* **JOB**: Can you reproduce word for word everything in the Rembrandt lighting article below, from "We stepped outside" down to "results would be."?

If It's Baroque, Don't Fix It

August 21, 2020
If It's Baroque, Don't Fix It

Lighting isn't something utilized only by photographers and videographers. Lighting is necessary for anyone working with visual media. Painters have been using light and shadow to entice viewers and emphasize the subject of their work for hundreds of years. Some techniques we use today are borrowed from some of the old masters. In this post, we'll explore and break down Rembrandt lighting.

Rather than using soft, even light to illuminate the entire face, Rembrandt lighting pulls strength from dramatic contrast. Typically, you'll know it's Rembrandt lighting when you have one side of the face fully-lit, as well as as a triangle on the cheek below the subject's eye, circled in red:

Self-Portrait with Two Circles, by Rembrandt Harmenszoon van Rijn, 1665–1669

You could certainly over-engineer this set-up by using two lights: one key light on the side, lighting half of the subject's face, and a secondary light with a triangular gobo. However the reality is that this lighting is a lot easier than that; you only need one light. The lit half of the face is illuminated by a key light set at a 45-degree angle. The triangle accent is lit by that same main light, but gets its form from the harsh shadow cast by the nose intersecting with the shadow of the cheek. This gives us nice, crisp lines for the triangle, as highlighted in the image below:

To achieve this level of contrast, we're going to need direct light, rather than the soft, diffused light we are accustomed to. You can get direct lighting a few different ways:

  • A bare light
  • A light with a snoot
  • A light with a standard 7" reflector

We stepped outside of the studio for some fresh air, and out of curiosity, we checked if we could get the same results, using the sun as your light source:

You can use any light effectively, as long as you can control it. Outdoors, using the sun, is probably less than ideal, considering you can't move the sun, You can direct the model, however you still see everything in the background. A studio environment is ideal because you're essentially building your light set-up from a clean slate and it's great for practice. You can definitely see what each variable adds (or subtracts) from the scene as a whole. The more control you have over your lighting, the better the results would be.

In the studio, we used a PopSpot Ultra 100 Bi-Color LED so we could get a nice, focused beam of light.

What to Look Out For:

Know Your Angles

As in any lighting set-up, placement is key for getting the results you want. To get  that triangle underneath the eye, the position and angle of your light is incredibly important. For example:

While softer lighting set-ups are more forgiving with less pronounced shadows, it's not what we need to achieve traditional Rembrandt lighting. The light is likely too far in away from the subject and while it illuminates the left side of the model's face it also wraps around to the other side, which reduces the contrast we want for our Rembrandt triangle. (It's actually there if you look hard or increase the contrast, but far less pronounced than we need for this technique.) The photographer should always be mindful about how their shadows are thrown, and whether they are harsh or soft.

* **EXCERPTED DATA**:
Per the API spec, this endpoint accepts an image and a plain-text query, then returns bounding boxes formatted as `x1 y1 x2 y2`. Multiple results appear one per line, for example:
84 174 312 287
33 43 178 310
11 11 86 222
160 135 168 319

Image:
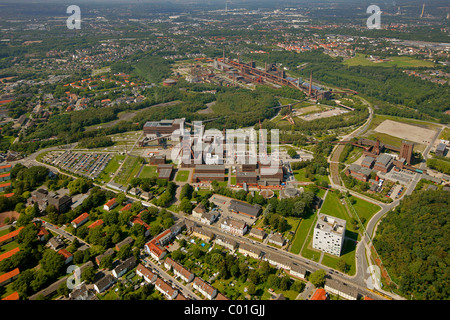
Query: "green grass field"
343 53 435 68
349 196 381 226
175 170 190 182
114 157 141 185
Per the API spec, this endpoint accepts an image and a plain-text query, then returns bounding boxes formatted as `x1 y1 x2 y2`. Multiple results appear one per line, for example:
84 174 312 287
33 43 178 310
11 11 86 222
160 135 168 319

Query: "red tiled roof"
88 219 103 229
2 291 19 300
0 268 20 283
311 289 327 300
0 247 20 261
131 215 150 229
38 227 48 237
72 212 89 224
136 263 154 279
0 227 23 243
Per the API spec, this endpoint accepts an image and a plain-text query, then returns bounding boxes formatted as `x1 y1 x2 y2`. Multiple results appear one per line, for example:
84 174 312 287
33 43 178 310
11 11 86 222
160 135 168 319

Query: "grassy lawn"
293 168 330 183
175 170 190 182
139 165 158 178
96 154 125 182
320 192 349 220
0 240 19 254
349 196 381 226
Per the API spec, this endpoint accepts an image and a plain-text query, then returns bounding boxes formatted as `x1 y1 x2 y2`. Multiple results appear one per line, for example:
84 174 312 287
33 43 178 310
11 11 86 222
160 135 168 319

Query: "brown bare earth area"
0 211 20 227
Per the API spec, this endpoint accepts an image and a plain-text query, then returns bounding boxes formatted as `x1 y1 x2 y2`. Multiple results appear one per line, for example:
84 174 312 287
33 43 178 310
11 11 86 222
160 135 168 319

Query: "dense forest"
374 190 450 300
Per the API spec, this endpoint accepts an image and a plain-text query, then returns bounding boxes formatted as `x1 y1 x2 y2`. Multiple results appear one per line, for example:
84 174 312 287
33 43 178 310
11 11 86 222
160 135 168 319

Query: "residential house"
0 268 20 287
228 200 262 219
141 191 153 201
0 227 23 246
95 248 114 266
0 182 11 192
311 288 328 300
57 248 73 264
37 227 48 241
0 247 20 262
120 203 132 213
267 233 286 247
249 228 267 240
47 195 72 213
164 258 195 283
191 226 214 242
192 277 217 300
155 278 178 300
2 291 19 301
220 218 247 236
71 212 89 229
130 213 150 237
88 219 103 229
115 236 134 251
69 282 98 301
192 203 207 220
239 242 263 259
215 235 238 250
94 274 116 293
136 264 158 283
112 256 136 278
289 262 306 279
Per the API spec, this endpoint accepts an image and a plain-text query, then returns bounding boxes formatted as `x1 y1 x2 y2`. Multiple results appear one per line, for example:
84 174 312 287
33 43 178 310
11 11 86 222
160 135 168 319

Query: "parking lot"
43 151 112 179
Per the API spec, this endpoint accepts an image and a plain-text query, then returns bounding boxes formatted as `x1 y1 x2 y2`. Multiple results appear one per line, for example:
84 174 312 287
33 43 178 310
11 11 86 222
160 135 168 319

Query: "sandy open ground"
374 120 436 144
300 108 348 121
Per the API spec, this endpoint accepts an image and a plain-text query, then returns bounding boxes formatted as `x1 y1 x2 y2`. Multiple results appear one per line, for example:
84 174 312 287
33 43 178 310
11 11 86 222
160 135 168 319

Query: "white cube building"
313 214 346 256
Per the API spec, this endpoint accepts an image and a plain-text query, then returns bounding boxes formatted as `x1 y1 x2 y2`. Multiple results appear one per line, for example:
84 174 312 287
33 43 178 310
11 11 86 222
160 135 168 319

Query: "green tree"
39 250 64 277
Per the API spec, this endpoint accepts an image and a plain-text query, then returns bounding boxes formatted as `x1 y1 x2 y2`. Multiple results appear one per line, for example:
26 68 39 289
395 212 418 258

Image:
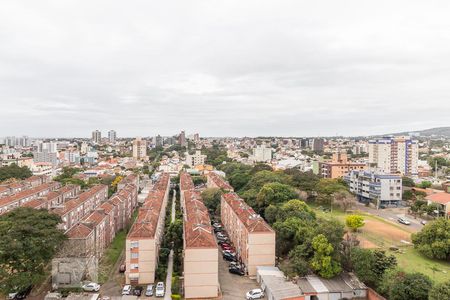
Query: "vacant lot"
317 206 450 282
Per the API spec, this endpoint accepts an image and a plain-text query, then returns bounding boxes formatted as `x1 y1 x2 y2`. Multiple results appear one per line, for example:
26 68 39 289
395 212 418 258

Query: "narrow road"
164 190 177 300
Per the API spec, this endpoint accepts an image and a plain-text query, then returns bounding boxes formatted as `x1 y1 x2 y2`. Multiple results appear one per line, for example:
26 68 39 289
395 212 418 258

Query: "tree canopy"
0 207 65 294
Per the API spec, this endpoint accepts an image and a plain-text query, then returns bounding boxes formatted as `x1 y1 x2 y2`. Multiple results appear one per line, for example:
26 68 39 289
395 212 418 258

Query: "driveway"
219 255 266 300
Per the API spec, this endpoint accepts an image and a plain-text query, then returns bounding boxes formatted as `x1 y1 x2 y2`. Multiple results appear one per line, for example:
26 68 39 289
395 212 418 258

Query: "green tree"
0 164 33 182
350 248 397 288
428 280 450 300
379 270 432 300
345 215 364 232
310 234 341 278
402 176 416 187
412 218 450 260
256 182 298 207
202 188 223 212
0 207 65 294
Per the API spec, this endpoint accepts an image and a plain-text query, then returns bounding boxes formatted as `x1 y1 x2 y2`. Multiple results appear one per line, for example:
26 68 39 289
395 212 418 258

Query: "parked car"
245 289 264 300
8 285 33 300
222 252 236 261
398 217 411 225
155 281 165 297
119 265 127 273
133 286 143 297
228 267 245 276
122 284 131 295
145 284 153 297
81 282 100 292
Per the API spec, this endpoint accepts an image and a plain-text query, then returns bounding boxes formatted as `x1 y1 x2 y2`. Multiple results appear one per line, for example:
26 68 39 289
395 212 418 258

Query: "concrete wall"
184 248 219 298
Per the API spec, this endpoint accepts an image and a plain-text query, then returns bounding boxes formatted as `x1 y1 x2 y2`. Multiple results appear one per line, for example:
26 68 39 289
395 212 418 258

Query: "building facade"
344 170 403 208
369 137 419 176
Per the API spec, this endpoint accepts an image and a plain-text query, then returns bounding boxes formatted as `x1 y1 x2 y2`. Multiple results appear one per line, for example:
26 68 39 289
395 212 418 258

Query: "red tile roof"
425 193 450 205
183 190 217 248
222 193 273 232
127 173 170 239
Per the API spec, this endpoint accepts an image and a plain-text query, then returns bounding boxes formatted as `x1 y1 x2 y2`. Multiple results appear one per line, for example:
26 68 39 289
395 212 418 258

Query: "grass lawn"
98 230 127 283
312 207 450 282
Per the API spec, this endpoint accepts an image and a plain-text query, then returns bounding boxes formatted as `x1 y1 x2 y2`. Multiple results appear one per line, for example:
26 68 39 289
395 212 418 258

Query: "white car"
81 282 100 292
155 281 164 297
122 284 131 295
398 217 411 225
245 289 264 300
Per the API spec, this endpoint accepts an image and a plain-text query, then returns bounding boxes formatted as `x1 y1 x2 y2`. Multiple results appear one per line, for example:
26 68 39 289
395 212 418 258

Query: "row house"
125 173 170 284
0 182 61 215
180 173 219 299
23 184 80 210
206 172 234 192
220 193 275 276
52 185 108 231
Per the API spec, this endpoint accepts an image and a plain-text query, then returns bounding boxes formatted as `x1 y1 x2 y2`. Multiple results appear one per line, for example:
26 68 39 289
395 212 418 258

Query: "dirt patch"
362 219 411 244
358 237 379 249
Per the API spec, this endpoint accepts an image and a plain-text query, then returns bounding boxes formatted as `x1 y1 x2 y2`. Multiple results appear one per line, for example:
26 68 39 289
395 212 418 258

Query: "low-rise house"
206 172 234 192
220 193 275 276
180 172 219 299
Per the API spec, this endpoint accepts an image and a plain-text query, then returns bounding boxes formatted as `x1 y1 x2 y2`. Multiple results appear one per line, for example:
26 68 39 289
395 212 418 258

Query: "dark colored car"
133 286 143 297
8 285 33 300
228 267 245 276
119 265 127 273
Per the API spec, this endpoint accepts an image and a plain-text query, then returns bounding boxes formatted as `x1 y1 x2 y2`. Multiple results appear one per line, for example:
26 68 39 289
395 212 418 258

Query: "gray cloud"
0 0 450 136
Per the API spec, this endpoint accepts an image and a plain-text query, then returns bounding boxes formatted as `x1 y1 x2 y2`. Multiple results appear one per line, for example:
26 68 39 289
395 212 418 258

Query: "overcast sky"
0 0 450 137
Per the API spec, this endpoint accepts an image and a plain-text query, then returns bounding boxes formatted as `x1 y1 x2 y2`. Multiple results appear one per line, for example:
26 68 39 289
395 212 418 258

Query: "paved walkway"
164 190 177 300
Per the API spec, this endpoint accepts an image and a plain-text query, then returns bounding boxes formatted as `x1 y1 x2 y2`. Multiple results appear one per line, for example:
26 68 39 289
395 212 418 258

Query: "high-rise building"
253 145 272 162
108 130 117 144
92 130 102 144
369 137 419 176
133 137 148 160
178 130 186 147
310 138 325 152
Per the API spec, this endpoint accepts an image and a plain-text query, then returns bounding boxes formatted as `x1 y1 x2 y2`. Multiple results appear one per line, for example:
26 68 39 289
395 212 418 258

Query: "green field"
98 230 127 283
313 207 450 282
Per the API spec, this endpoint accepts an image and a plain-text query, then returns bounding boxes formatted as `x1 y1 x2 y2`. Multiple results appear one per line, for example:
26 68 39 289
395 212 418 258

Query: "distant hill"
388 127 450 137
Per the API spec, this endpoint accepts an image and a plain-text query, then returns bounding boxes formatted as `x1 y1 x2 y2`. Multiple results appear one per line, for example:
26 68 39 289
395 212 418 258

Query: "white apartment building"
253 145 272 162
133 137 147 160
108 130 117 144
186 150 206 167
369 137 419 176
344 170 402 208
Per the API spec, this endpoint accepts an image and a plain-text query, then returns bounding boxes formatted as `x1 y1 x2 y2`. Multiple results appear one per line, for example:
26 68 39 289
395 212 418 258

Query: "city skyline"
0 1 450 136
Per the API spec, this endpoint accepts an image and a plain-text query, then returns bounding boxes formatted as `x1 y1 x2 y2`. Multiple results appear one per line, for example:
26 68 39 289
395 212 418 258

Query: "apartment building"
206 172 234 192
253 145 272 162
344 170 403 208
52 185 108 231
125 173 170 285
186 150 206 168
0 182 61 215
180 172 219 299
220 193 275 276
369 137 419 176
319 153 367 179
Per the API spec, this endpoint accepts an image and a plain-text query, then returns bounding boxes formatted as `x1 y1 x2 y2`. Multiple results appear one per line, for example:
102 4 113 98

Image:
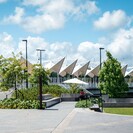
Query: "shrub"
75 100 92 108
0 98 41 109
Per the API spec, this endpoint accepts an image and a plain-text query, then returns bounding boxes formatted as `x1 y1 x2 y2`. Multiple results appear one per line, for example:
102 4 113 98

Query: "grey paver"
0 102 133 133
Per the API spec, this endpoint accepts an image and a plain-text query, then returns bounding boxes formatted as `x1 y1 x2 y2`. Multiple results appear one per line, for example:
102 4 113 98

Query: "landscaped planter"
61 93 79 101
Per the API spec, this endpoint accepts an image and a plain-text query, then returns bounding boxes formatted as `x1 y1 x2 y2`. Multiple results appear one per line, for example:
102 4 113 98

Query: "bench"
90 104 101 112
42 94 61 108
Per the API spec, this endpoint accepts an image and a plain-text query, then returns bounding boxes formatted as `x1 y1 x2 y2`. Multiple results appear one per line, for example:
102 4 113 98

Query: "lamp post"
36 49 45 109
99 48 104 70
22 40 28 88
99 48 104 112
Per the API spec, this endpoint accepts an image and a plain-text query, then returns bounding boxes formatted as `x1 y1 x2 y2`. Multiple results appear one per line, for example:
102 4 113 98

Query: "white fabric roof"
86 65 100 78
50 57 65 73
72 62 90 77
59 60 77 76
122 65 127 76
63 78 88 85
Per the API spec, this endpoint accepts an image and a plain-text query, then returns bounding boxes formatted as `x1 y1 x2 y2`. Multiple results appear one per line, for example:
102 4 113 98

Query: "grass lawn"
104 108 133 115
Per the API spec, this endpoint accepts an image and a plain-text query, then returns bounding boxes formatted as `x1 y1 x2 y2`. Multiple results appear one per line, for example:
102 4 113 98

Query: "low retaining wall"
103 103 133 108
61 93 79 101
103 96 133 107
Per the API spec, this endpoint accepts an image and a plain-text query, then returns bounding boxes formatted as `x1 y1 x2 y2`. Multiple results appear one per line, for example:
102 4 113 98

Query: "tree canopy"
99 51 128 97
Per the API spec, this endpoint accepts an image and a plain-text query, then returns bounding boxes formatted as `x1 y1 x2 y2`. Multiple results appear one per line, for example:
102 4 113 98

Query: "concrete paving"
0 102 133 133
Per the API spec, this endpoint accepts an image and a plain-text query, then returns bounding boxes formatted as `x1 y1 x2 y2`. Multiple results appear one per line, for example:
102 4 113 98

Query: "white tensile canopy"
72 62 90 77
63 78 88 85
59 60 77 76
50 57 65 73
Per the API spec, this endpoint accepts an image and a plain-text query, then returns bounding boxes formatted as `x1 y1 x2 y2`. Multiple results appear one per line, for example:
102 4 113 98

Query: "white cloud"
3 7 24 24
94 10 130 30
108 28 133 66
3 0 98 34
0 32 15 57
0 0 7 3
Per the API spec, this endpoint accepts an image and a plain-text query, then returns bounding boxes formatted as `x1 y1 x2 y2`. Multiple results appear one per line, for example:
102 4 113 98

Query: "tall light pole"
99 48 104 70
36 49 45 109
99 48 104 112
22 40 28 88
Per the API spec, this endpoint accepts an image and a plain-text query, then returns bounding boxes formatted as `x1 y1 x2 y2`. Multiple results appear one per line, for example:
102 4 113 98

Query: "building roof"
50 57 65 73
59 60 78 76
72 61 90 77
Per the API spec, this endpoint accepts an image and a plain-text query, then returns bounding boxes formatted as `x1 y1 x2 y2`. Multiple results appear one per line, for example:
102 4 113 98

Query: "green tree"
29 64 50 85
99 51 128 97
0 53 25 92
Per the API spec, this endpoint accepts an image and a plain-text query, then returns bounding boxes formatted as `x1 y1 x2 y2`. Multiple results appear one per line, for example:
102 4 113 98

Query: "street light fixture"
99 48 104 70
99 48 104 112
36 49 45 109
22 40 28 88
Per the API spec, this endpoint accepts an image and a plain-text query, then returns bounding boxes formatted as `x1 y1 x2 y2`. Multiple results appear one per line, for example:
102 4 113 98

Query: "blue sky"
0 0 133 67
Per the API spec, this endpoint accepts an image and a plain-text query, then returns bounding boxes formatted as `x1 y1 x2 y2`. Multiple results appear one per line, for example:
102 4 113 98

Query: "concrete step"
42 97 61 108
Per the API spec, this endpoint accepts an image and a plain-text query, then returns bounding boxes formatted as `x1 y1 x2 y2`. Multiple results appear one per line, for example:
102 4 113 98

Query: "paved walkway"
0 102 133 133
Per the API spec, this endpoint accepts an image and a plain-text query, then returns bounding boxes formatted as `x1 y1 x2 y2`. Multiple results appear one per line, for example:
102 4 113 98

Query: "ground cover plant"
75 100 92 108
104 108 133 115
0 98 39 109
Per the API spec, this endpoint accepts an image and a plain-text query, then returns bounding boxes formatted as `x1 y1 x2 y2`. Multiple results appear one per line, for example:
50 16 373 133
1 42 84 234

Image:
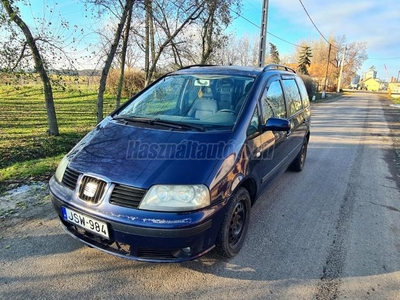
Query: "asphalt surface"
0 94 400 300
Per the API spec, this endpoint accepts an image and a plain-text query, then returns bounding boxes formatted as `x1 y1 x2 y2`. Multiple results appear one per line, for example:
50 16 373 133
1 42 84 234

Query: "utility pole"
322 43 332 99
336 47 347 93
258 0 268 68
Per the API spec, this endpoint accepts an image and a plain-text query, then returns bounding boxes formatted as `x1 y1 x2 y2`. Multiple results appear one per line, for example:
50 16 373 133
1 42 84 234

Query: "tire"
216 188 251 258
289 138 308 172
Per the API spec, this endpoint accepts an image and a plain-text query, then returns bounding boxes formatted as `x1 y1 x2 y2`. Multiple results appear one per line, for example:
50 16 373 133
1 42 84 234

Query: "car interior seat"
188 87 218 119
218 81 234 109
235 82 253 112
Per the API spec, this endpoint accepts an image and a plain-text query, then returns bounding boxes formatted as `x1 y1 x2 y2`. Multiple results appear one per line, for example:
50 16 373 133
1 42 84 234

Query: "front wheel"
289 138 308 172
216 188 251 257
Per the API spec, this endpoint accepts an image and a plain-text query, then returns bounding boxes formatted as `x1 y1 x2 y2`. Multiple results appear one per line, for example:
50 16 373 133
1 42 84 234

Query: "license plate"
61 207 109 239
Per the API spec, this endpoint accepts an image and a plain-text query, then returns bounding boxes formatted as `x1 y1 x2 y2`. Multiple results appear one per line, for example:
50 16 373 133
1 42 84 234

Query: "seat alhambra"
50 65 310 262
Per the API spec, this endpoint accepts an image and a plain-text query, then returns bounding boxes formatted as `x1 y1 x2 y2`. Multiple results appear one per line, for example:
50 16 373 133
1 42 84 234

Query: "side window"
262 80 286 120
296 78 310 107
247 107 260 136
282 78 301 115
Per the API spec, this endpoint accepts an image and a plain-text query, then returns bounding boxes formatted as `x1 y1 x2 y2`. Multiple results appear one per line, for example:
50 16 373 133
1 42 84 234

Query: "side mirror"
263 118 290 131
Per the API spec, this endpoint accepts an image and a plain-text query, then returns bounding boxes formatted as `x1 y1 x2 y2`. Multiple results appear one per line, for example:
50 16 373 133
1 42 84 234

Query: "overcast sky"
18 0 400 80
231 0 400 80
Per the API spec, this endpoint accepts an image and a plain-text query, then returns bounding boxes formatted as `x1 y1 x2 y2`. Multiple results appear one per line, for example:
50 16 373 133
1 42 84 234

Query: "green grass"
0 84 124 190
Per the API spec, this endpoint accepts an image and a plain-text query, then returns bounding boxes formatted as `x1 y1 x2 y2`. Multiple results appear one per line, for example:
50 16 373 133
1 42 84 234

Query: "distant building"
350 74 360 89
360 78 381 92
364 69 378 80
388 82 400 93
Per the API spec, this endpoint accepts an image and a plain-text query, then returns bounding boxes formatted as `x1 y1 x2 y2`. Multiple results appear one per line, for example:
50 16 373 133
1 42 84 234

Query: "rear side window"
282 78 302 115
262 81 286 120
296 78 310 107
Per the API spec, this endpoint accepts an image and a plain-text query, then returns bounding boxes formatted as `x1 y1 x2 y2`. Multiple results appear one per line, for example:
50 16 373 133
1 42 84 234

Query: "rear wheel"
289 138 308 172
216 188 251 257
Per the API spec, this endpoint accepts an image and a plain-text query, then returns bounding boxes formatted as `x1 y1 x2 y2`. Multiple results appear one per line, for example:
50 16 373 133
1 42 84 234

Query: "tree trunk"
146 2 204 85
144 0 155 86
1 0 59 135
115 1 133 108
97 0 135 123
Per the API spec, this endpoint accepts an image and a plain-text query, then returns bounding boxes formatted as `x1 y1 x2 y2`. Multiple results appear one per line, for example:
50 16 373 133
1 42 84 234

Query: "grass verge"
0 84 122 192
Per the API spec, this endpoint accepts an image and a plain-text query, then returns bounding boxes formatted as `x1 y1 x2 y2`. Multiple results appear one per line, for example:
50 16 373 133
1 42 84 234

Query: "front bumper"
50 182 225 262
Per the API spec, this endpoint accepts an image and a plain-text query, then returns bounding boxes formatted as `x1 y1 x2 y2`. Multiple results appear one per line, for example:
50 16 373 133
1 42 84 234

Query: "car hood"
68 118 232 188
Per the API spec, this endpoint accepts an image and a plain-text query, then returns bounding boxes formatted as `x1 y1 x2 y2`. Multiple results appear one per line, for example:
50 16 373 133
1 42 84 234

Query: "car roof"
170 64 296 77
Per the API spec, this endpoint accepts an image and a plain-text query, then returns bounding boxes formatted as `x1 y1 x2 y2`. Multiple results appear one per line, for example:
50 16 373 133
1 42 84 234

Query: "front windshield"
114 74 254 128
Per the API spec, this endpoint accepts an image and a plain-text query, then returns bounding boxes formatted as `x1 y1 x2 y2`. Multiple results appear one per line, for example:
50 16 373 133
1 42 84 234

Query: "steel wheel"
216 188 251 257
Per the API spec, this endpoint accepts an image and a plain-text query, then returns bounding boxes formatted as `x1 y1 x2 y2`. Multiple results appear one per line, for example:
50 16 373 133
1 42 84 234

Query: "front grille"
110 184 146 208
62 168 80 190
78 176 107 203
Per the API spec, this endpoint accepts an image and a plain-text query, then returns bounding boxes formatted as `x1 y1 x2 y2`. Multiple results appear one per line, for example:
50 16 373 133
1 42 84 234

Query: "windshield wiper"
113 117 154 124
113 117 206 132
150 118 206 132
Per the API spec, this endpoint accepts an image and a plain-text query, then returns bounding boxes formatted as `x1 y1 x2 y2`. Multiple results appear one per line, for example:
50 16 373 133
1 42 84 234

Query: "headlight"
54 156 69 182
139 185 210 211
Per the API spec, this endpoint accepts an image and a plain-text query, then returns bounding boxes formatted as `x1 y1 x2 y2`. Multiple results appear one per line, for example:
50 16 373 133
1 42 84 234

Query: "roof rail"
179 64 215 70
263 64 296 74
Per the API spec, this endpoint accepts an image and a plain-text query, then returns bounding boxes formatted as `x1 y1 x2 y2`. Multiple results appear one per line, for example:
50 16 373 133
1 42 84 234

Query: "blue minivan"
50 65 310 262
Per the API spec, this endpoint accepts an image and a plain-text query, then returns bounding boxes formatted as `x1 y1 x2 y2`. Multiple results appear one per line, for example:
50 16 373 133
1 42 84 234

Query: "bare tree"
115 0 133 108
144 0 204 85
88 0 135 123
1 0 59 135
200 0 240 64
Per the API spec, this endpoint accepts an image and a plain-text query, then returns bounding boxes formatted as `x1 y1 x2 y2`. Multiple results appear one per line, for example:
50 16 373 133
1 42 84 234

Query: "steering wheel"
218 108 238 115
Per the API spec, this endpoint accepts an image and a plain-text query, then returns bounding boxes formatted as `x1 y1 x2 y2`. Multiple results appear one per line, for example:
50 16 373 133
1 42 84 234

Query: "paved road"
0 94 400 300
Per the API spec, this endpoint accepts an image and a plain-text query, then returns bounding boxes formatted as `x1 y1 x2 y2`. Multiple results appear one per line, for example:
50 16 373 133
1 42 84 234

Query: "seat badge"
83 181 97 198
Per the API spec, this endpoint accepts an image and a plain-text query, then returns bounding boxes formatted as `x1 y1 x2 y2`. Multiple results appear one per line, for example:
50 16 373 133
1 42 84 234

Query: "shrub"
107 69 145 98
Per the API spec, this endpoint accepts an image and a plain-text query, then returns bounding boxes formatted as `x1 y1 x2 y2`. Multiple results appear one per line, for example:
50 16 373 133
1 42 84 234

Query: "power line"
367 56 400 60
299 0 337 49
229 8 304 48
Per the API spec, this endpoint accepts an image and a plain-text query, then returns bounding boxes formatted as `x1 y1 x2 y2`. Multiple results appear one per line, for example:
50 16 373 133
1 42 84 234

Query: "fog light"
182 247 192 254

* **RESPONSE BELOW**:
We stepped outside of the studio for some fresh air, and out of curiosity, we checked if we could get the same results, using the sun as your light source:

You can use any light effectively, as long as you can control it. Outdoors, using the sun, is probably less than ideal, considering you can't move the sun, You can direct the model, however you still see everything in the background. A studio environment is ideal because you're essentially building your light set-up from a clean slate and it's great for practice. You can definitely see what each variable adds (or subtracts) from the scene as a whole. The more control you have over your lighting, the better the results would be.